Top of PROVIDED TEXT

Personal information
- Height: 180 cm (5 ft 11 in)
- Playing position: Back

Senior clubs
- Years: Team
- ?–: Oppsal
- 1981–1993: Gjerpen IF

National team
- Years: Team / Apps / (Gls)
- 1979–1990: Norway / 202 / (361)

Medal record
Representing Norway
Women's handball
Olympic Games
| Silver medal – second place | 1988 Seoul | Team |
World championship
| Bronze medal – third place | 1986 Netherlands | Team |

= Hanne Hegh =

Norwegian handball player (born 1960)

Hanne Hegh (born 27 April 1960) is a Norwegian team handball player and Olympic medalist.

==Playing career==
===Club career===
From 1981 to 1993 she played for Gjerpen IF, where she won 9 Norwegian championships. In 1987 she was top scorer in Eliteserien, and was named player of the year in Norway.

===National team===
She made her debut for the Norwegian national team in 1979 against the Soviet Union.
Hanne Hegh was captain on the first Norway national team winning a medal in an international championship, the bronze medal at the 1986 World Women's Handball Championship. She won a silver medal at the 1988 Summer Olympics in Seoul with the Norwegian national team. Hanne Hegh played 202 games for the national team between 1979 and 1990, scoring 361 goals.

===Awards and recognitions===
Hegh was awarded the Håndballstatuetten trophy from the Norwegian Handball Federation in 1998.

==Coach==
She was educated at Norges idrettshøgskole. From 1997 to 2010 Hanne Hegh was on the coaching squad of the Norway men's national handball team. As of 2010 she was a teacher at Grenland Folkehøgskole in Porsgrunn, Norway.

==Personal life==
Hegh was born in Oslo on 27 April 1960. She is the mother of international handball player Emilie Hegh Arntzen.

Bottom of PROVIDED TEXT
Top of DATASET EXCERPTS

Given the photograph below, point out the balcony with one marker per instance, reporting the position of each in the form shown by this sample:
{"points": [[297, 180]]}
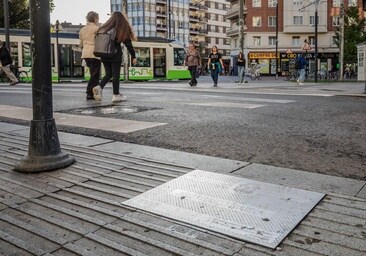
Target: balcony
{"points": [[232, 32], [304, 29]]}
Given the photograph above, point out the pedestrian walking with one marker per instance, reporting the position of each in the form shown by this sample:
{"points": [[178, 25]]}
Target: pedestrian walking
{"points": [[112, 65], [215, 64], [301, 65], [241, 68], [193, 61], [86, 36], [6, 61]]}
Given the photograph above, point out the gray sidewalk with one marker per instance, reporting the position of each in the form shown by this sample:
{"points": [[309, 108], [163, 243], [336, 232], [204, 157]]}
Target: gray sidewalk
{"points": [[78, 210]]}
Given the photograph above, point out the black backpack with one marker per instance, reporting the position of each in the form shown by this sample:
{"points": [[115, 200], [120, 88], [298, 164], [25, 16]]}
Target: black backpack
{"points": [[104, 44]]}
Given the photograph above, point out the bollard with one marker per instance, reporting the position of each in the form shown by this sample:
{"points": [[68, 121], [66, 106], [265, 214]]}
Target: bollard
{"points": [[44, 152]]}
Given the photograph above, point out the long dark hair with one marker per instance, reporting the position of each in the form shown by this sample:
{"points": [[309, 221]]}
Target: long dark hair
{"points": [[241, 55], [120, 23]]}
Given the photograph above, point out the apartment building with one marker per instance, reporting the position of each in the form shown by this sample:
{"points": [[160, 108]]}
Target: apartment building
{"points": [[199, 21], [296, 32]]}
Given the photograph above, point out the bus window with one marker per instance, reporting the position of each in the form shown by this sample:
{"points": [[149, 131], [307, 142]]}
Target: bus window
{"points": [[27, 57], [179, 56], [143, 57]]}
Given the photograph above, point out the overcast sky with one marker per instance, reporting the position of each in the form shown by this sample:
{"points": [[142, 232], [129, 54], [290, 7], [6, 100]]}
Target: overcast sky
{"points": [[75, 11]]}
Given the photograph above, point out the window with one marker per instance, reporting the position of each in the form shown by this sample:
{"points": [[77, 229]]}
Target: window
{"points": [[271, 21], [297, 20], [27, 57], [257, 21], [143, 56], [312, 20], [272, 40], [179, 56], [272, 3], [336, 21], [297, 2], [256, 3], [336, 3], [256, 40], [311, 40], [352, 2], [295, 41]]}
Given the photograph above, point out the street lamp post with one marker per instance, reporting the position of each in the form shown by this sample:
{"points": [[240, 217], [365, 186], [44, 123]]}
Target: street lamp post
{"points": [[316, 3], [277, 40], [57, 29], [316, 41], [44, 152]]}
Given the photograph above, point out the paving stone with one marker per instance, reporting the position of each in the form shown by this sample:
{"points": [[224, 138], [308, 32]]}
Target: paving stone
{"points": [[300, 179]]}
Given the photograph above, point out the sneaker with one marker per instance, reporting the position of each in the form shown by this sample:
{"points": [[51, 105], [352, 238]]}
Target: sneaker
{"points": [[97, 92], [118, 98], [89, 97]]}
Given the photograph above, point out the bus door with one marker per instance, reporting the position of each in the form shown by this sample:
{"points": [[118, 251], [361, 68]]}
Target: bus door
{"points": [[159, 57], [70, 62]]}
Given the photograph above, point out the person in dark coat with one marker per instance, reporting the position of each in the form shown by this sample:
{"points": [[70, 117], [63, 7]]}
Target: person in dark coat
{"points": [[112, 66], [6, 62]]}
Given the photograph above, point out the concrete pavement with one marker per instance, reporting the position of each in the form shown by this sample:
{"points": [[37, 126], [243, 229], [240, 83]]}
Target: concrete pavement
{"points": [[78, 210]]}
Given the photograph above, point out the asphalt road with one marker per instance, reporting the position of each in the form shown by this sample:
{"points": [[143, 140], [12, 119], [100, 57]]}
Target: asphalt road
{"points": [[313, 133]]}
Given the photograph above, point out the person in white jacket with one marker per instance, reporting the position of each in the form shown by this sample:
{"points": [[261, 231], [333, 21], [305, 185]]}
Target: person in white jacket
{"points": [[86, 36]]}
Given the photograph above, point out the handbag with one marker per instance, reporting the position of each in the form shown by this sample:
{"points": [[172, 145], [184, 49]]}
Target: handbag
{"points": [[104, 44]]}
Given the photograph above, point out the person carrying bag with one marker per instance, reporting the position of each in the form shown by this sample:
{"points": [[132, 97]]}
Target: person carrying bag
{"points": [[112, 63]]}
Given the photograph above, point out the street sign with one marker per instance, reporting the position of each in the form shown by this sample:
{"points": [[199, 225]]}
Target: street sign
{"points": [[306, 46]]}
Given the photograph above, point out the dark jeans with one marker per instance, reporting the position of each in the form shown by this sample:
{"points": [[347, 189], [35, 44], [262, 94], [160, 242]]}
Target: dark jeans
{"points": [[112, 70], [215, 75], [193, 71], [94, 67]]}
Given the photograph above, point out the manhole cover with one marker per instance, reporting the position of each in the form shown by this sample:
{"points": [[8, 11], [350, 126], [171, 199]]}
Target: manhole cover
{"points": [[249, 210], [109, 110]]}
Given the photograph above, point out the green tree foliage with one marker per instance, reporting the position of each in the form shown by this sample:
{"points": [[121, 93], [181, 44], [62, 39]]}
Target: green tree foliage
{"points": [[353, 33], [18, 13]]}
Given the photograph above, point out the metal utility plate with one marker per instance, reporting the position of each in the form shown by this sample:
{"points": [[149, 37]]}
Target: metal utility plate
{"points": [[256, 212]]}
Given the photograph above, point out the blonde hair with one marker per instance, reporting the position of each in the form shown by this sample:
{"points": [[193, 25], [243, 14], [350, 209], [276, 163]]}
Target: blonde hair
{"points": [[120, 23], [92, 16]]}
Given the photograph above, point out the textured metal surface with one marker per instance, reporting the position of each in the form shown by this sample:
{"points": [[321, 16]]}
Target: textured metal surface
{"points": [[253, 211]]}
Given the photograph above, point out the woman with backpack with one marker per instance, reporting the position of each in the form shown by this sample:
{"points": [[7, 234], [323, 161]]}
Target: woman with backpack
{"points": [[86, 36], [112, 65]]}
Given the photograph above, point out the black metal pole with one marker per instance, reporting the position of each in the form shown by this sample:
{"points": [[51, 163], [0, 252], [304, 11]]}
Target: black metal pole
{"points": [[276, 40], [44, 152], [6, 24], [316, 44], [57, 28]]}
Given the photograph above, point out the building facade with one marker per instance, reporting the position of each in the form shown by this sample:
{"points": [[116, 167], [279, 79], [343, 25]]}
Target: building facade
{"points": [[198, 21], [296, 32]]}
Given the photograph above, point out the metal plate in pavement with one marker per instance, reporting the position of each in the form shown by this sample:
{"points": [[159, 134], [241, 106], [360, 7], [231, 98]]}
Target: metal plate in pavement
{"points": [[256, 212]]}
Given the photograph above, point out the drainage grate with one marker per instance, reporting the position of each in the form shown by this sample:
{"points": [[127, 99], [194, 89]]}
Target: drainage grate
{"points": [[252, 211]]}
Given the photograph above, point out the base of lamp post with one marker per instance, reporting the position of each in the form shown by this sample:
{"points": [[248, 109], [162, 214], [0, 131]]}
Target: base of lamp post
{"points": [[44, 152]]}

Bottom of DATASET EXCERPTS

■ CHECK YOUR UNDERSTANDING
A) Using the text on Hanne Hegh, answer these questions:
(i) Which club did she play for from 1981 to 1993?
(ii) Against which team did she make her debut for the Norwegian national team?
(iii) Which trophy did the Norwegian Handball Federation award her in 1998?
B) Can you write out the passage of the text on Hanne Hegh starting at "Norwegian handball player" and ending at "scoring 361 goals."?
The listing comes from a different source than the text on Hanne Hegh.

■ ANSWERS BY ITEM
A)
(i) Gjerpen IF
(ii) The Soviet Union
(iii) The Håndballstatuetten trophy

B)
Norwegian handball player (born 1960)

Hanne Hegh (born 27 April 1960) is a Norwegian team handball player and Olympic medalist.

==Playing career==
===Club career===
From 1981 to 1993 she played for Gjerpen IF, where she won 9 Norwegian championships. In 1987 she was top scorer in Eliteserien, and was named player of the year in Norway.

===National team===
She made her debut for the Norwegian national team in 1979 against the Soviet Union.
Hanne Hegh was captain on the first Norway national team winning a medal in an international championship, the bronze medal at the 1986 World Women's Handball Championship. She won a silver medal at the 1988 Summer Olympics in Seoul with the Norwegian national team. Hanne Hegh played 202 games for the national team between 1979 and 1990, scoring 361 goals.